→ Requirement
Search the entries below for "white", and copy each line where it appears.

→ Exercise data
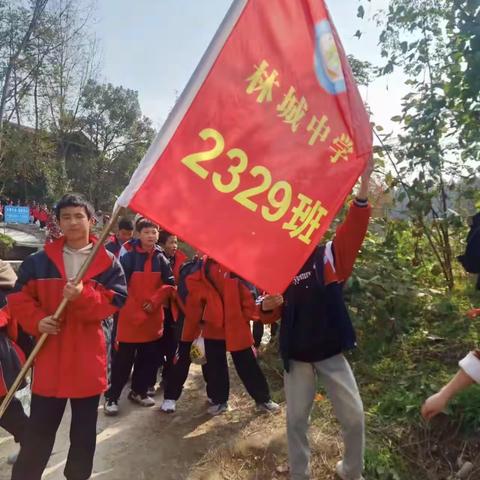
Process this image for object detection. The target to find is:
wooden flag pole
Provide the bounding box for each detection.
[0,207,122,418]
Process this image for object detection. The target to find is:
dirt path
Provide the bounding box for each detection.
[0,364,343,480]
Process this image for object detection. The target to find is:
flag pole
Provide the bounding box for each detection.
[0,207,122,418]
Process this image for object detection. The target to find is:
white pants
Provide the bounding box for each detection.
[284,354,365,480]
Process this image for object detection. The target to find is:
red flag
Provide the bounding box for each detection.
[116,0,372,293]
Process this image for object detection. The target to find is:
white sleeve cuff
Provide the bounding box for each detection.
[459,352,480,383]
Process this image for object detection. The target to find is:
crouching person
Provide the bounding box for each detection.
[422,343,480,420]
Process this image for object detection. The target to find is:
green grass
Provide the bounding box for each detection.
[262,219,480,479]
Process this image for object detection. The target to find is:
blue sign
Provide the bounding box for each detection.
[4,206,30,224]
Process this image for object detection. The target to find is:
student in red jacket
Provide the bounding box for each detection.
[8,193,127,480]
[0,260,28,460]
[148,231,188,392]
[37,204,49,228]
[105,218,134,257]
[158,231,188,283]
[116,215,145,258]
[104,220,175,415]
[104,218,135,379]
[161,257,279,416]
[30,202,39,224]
...
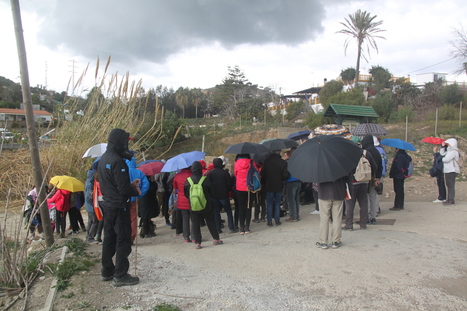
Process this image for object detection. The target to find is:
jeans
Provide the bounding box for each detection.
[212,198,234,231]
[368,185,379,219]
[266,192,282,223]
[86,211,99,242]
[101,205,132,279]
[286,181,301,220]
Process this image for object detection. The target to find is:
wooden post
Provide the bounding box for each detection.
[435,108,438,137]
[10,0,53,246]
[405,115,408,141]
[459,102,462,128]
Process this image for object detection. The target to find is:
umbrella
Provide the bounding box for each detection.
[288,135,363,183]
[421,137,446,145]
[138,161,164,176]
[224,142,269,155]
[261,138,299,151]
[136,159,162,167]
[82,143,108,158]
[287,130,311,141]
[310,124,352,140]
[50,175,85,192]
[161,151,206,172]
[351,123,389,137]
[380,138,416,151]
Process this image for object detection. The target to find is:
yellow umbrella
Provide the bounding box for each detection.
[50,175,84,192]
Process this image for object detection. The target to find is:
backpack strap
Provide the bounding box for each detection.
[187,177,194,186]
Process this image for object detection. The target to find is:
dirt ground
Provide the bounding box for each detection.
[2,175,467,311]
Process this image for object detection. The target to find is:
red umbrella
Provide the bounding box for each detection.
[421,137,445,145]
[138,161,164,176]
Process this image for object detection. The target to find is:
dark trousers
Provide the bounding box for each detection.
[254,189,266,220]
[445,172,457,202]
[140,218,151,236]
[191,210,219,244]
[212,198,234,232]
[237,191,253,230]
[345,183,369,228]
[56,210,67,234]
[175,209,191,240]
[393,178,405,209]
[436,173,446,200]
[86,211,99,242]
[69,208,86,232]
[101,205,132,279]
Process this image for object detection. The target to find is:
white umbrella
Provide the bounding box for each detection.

→ Output
white pants
white sleeve cuff
white umbrella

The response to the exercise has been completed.